SUPPLIED ENTRIES:

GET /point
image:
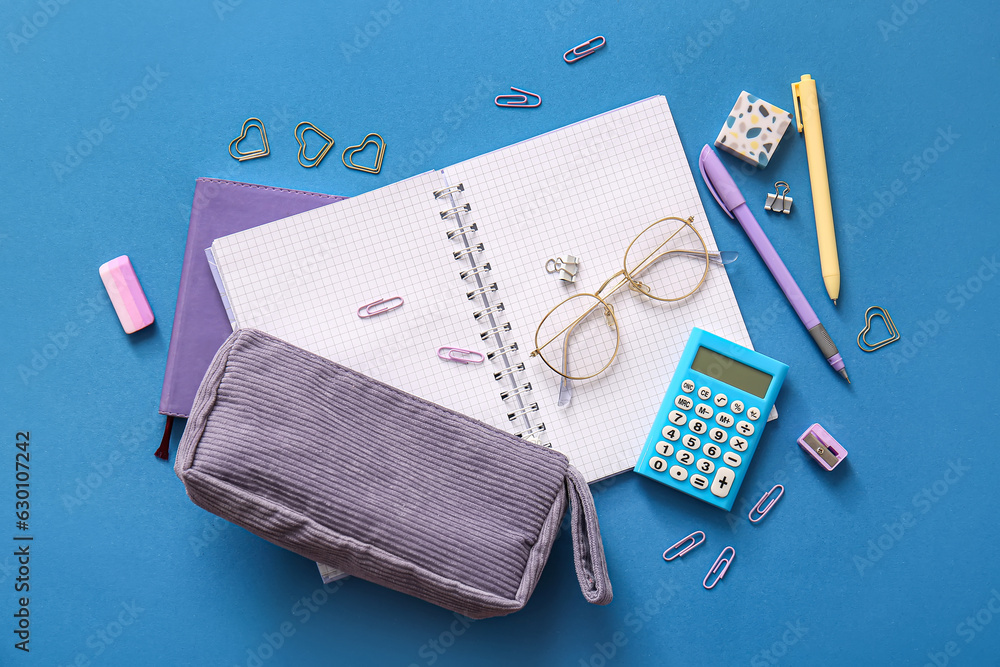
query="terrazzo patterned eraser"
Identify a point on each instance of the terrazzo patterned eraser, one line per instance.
(753, 130)
(126, 294)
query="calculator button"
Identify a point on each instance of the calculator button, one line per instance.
(738, 443)
(722, 483)
(657, 464)
(664, 448)
(691, 441)
(671, 433)
(732, 459)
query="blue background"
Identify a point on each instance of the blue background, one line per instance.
(860, 562)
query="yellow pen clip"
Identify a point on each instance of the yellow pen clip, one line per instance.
(795, 105)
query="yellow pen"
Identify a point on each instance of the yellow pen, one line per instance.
(807, 118)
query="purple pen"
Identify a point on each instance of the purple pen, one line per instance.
(724, 189)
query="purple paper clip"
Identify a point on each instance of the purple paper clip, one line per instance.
(517, 101)
(694, 542)
(387, 305)
(761, 513)
(721, 573)
(460, 355)
(587, 49)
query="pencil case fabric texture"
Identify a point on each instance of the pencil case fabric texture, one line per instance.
(346, 470)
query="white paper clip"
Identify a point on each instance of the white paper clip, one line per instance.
(372, 309)
(779, 202)
(566, 266)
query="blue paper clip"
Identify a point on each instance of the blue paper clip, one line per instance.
(460, 355)
(715, 568)
(387, 305)
(517, 101)
(587, 49)
(694, 542)
(762, 512)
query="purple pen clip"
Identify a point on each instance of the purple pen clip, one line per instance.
(461, 356)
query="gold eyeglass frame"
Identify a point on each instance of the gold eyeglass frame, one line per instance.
(630, 279)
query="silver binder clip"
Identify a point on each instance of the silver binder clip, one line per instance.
(566, 266)
(779, 202)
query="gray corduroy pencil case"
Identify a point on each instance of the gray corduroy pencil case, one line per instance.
(346, 470)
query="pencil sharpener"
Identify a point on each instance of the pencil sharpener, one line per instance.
(822, 446)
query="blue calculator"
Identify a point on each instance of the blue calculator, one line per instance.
(711, 419)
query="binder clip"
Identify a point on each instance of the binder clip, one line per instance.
(565, 265)
(779, 202)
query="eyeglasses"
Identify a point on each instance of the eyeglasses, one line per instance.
(667, 261)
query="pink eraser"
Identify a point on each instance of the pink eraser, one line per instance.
(126, 294)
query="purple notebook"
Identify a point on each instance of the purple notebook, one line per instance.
(201, 325)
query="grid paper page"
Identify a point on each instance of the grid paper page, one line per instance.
(303, 279)
(587, 190)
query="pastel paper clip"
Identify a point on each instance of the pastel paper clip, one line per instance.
(250, 155)
(381, 306)
(300, 137)
(461, 356)
(683, 547)
(126, 294)
(351, 151)
(722, 561)
(869, 316)
(581, 51)
(761, 513)
(517, 101)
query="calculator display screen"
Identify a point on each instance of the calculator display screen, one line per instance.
(731, 372)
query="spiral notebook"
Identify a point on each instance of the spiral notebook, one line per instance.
(442, 240)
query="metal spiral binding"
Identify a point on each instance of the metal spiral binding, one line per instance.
(490, 314)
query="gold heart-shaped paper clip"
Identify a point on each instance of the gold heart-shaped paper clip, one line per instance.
(869, 316)
(250, 155)
(300, 137)
(349, 153)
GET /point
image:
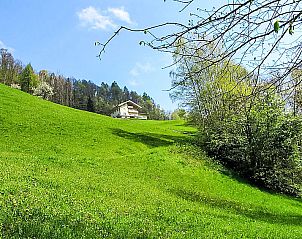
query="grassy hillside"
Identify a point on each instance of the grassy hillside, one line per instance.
(65, 173)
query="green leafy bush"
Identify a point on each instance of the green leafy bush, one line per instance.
(262, 144)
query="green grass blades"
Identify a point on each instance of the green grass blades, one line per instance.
(66, 173)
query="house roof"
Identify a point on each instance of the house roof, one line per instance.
(131, 102)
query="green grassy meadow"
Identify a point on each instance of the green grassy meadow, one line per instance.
(66, 173)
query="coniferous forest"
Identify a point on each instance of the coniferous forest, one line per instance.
(68, 91)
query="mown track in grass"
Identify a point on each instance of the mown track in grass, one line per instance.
(72, 174)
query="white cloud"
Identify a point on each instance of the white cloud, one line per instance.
(141, 68)
(121, 14)
(92, 18)
(133, 82)
(10, 49)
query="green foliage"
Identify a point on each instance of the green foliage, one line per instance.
(28, 79)
(263, 145)
(276, 26)
(67, 173)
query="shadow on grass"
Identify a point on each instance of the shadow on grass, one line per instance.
(152, 140)
(247, 210)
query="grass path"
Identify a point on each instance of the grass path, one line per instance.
(65, 173)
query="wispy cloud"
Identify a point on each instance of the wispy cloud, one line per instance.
(121, 14)
(141, 68)
(103, 20)
(133, 82)
(92, 18)
(3, 46)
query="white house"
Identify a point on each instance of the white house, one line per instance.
(127, 110)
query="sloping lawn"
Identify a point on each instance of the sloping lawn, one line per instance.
(66, 173)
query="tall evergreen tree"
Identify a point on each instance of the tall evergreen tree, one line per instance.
(28, 79)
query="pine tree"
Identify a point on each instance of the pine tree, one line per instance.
(28, 79)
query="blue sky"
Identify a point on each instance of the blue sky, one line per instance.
(59, 36)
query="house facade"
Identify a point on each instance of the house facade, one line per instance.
(127, 110)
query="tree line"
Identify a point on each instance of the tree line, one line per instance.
(79, 94)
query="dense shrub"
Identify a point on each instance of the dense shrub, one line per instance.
(262, 144)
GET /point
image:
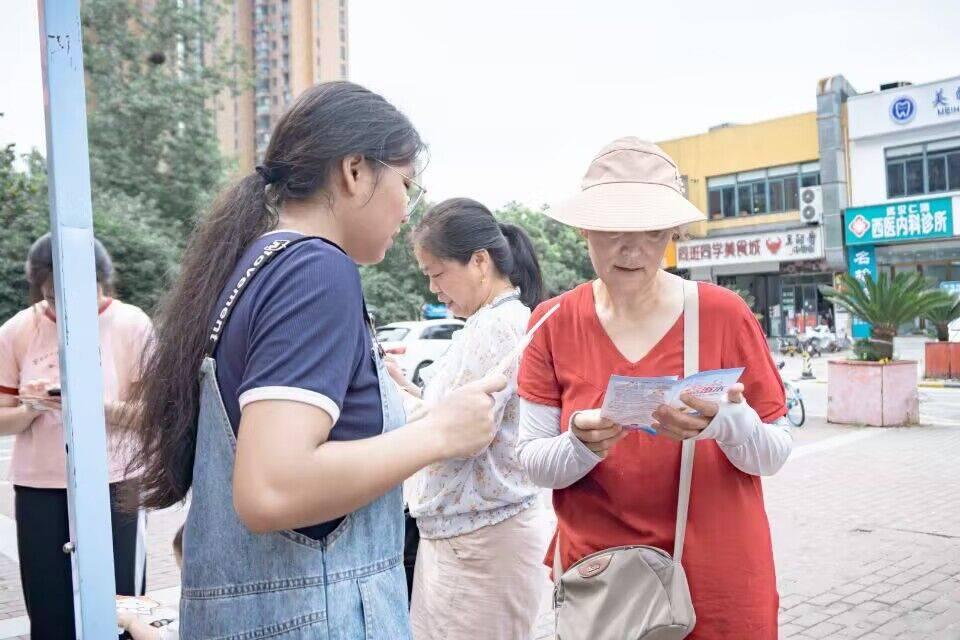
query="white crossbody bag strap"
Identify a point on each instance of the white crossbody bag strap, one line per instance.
(691, 365)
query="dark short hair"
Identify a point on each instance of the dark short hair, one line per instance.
(39, 266)
(457, 228)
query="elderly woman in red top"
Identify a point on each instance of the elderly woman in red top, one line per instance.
(617, 487)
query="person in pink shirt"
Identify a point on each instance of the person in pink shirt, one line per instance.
(30, 409)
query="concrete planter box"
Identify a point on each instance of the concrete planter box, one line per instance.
(873, 394)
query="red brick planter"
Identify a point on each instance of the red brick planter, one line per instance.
(870, 393)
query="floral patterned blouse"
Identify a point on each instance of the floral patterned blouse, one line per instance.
(456, 497)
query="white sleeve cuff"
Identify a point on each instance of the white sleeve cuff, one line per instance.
(293, 394)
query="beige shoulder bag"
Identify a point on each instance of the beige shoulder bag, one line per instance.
(635, 592)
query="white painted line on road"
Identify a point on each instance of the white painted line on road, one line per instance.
(13, 627)
(8, 538)
(836, 441)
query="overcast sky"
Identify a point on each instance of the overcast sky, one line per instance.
(514, 96)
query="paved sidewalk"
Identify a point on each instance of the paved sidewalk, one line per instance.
(866, 535)
(865, 523)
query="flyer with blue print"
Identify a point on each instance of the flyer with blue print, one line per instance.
(631, 401)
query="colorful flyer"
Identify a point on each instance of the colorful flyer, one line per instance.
(630, 402)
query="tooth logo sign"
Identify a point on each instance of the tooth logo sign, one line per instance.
(903, 109)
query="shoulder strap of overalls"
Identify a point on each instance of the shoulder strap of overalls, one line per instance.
(691, 365)
(264, 258)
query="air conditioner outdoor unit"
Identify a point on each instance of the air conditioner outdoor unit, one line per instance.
(811, 205)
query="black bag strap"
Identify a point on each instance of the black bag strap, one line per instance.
(269, 253)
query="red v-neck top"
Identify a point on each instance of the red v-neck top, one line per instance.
(631, 496)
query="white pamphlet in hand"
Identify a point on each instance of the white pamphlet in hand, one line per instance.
(630, 402)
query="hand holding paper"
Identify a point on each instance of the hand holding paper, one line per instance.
(684, 424)
(633, 402)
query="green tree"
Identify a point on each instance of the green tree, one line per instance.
(397, 290)
(941, 317)
(23, 210)
(561, 250)
(886, 304)
(143, 254)
(152, 80)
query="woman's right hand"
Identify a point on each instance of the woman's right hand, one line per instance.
(464, 420)
(598, 433)
(33, 395)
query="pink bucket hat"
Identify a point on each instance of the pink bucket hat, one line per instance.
(631, 185)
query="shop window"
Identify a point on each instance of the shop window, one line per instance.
(715, 203)
(791, 194)
(729, 196)
(933, 167)
(745, 199)
(937, 174)
(914, 169)
(776, 196)
(760, 191)
(810, 179)
(953, 171)
(896, 183)
(759, 198)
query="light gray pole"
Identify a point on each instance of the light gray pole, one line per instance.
(81, 380)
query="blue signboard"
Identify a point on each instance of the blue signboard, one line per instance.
(901, 222)
(861, 262)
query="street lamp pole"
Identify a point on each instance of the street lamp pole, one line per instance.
(71, 218)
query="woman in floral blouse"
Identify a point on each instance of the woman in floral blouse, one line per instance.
(481, 537)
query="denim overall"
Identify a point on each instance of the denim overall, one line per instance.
(240, 585)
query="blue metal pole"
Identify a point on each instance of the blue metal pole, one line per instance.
(81, 379)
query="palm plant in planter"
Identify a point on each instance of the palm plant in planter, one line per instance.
(941, 317)
(886, 304)
(874, 390)
(942, 358)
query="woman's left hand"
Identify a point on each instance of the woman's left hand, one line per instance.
(679, 425)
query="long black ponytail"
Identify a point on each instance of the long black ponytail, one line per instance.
(327, 123)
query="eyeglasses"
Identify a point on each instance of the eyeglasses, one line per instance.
(415, 190)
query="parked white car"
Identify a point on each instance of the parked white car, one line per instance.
(424, 340)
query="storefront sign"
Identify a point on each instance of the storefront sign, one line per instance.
(861, 262)
(780, 246)
(902, 222)
(904, 108)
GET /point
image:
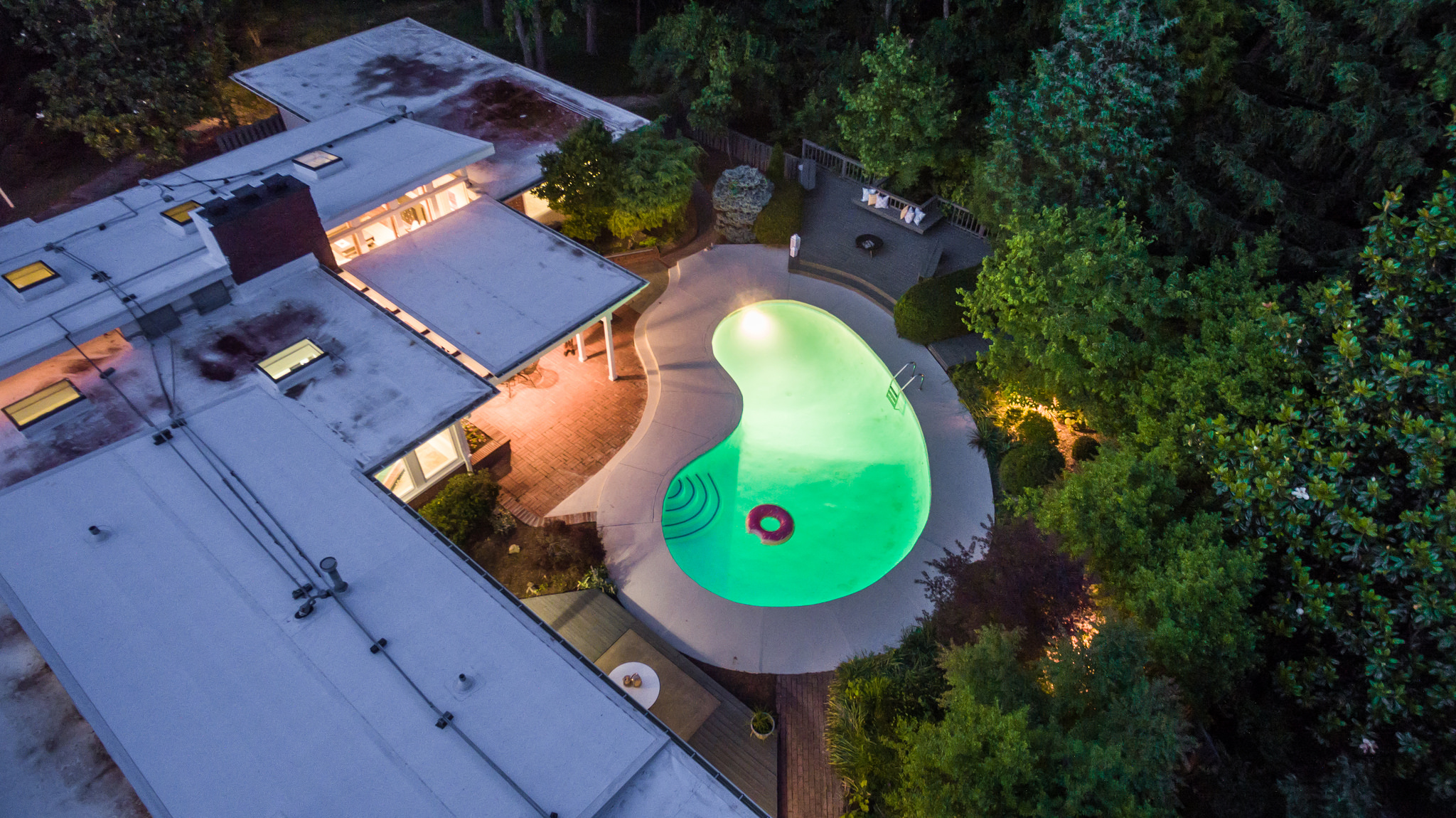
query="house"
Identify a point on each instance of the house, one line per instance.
(220, 388)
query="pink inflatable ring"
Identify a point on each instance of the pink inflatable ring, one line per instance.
(779, 516)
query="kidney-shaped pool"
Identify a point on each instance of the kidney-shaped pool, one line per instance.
(822, 488)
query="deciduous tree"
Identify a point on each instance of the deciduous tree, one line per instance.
(127, 76)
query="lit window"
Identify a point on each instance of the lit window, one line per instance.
(437, 455)
(397, 478)
(183, 213)
(316, 159)
(44, 403)
(290, 360)
(31, 275)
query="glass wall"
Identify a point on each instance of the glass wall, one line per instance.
(426, 464)
(405, 214)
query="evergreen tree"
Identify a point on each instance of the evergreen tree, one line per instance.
(1089, 126)
(127, 75)
(1332, 104)
(900, 121)
(1083, 731)
(1349, 488)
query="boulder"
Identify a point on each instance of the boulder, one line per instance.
(739, 197)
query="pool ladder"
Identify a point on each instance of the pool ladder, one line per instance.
(897, 389)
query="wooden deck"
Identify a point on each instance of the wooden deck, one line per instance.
(593, 622)
(808, 785)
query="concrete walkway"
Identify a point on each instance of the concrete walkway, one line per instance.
(693, 405)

SET TASK: Extract each line of the data above that contains the word "hillside".

SOLUTION FOR THIS TASK:
query="grassy hillside"
Identify a point on each instance of the grassy hillside, one line per instance.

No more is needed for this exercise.